EXERCISES TO COMPLETE:
(a) What actions does Hynkel take, in order, during the balloon scene described in the study of The Great Dictator?
(b) Resume the study of The Great Dictator from the point where it stops.

SELECTED TEXT:
So let's start this Fram study of 'The Great Dictator'........

"Nothing in the film is quite as frightening as the sight and sound of the ludicrous Hynkel casually ordering the execution of three thousand striking workers.



Chaplin plays around marvellously with this crossover between rollicking humour and unmixed horror. Wood has pointed out how the harmless barber waving a razor over the bare throat of a customer looks more murderous than Hynkel ever does in the film. But the masterly mixing of the strains of Johannes Brahms’ ‘Hungarian Dance no 5’ into this edge-of-the-seat scene adds that piquancy which is signature Chaplin.

As masterful as the casual mixing of horror and humour is the blending of the ridiculous and the sublime in The Great Dictator. Gracefully, even tenderly, Hynkel performs the unforgettable balloon-ballet with Wagner’s ‘Lohengrin’ playing softly on the soundtrack. But then he slips on to a tabletop, and goes on bouncing the globe-balloon off his behind, with loving care, a dreamy, enchanted look frozen on his face. When finally he tries to get both his arms around the balloon, it bursts with a scream in his face.

Point labeling dataset excerpts:
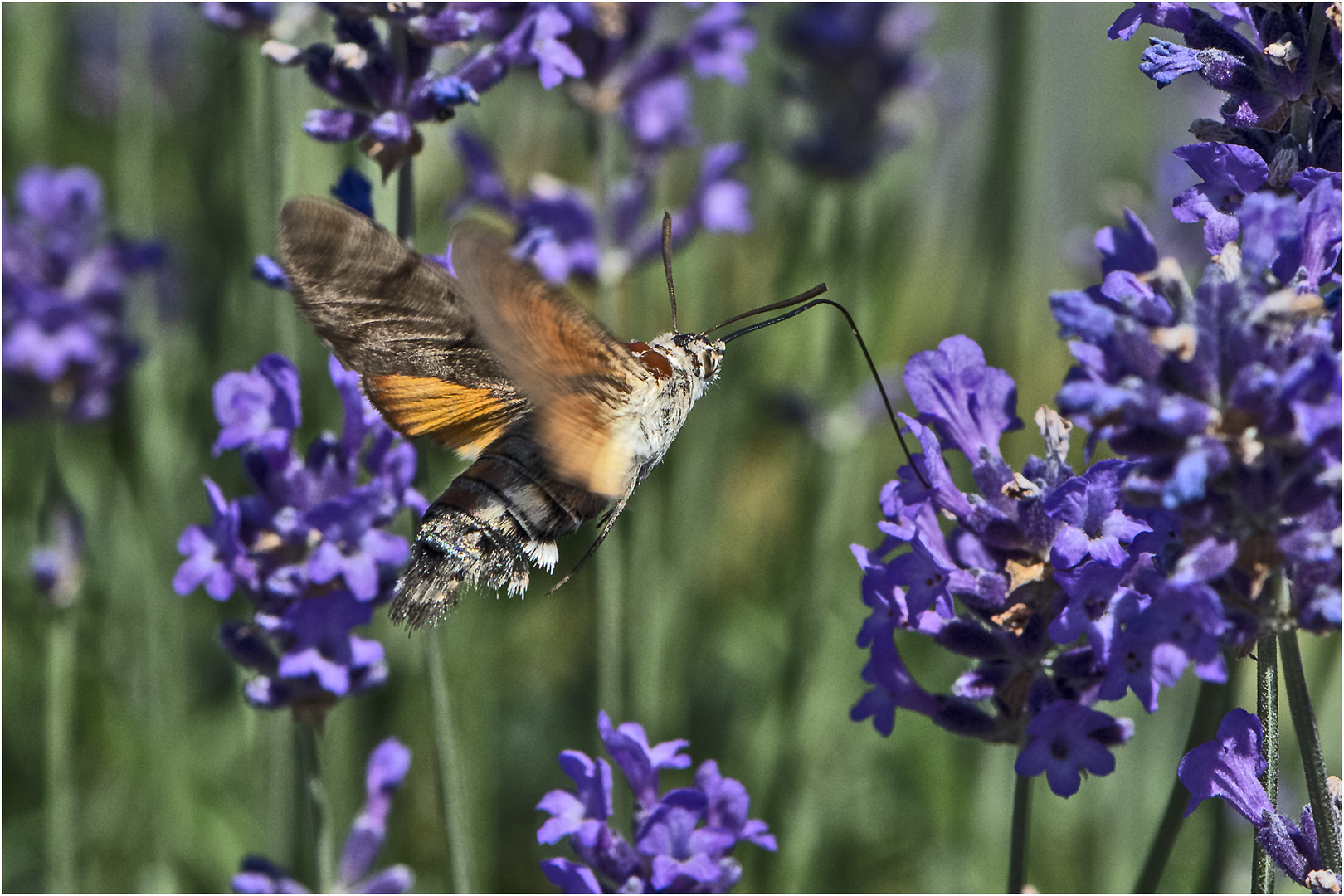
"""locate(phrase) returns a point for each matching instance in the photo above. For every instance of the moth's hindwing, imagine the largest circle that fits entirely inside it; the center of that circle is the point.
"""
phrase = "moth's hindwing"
(578, 377)
(398, 320)
(561, 416)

ANSWERS TO THE EXERCISES:
(a)
- Performs the balloon-ballet, gracefully and tenderly
- Slips on to a tabletop
- Goes on bouncing the globe-balloon off his behind
- Tries to get both his arms around the balloon

(b)
The Jewish soldier who appears in the beginning of the film is presented as being completely inadequate and incapable of taking orders and behaving like a soldier should. For instance, the soldier is presented as unable to throw a grenade or to even detonate a grenade. Ironically, despite his incompetence, the Private is tasked with defusing a very complex bomb which eventually detonates anyway.

 

After Hynkel finished his speech, he was helped into his coat by another person on stage and then proceeds to head towards the stair and leave the stage. While Hynkel is on the top of the stairs, a fat dignitary bows down to salute another man and pushes Hynkel down the stairs in the process. While the scene is not witnessed by many, it is an ironic moment which has the purpose of transmitting the idea that politicians are only as powerful as those under them want them to be.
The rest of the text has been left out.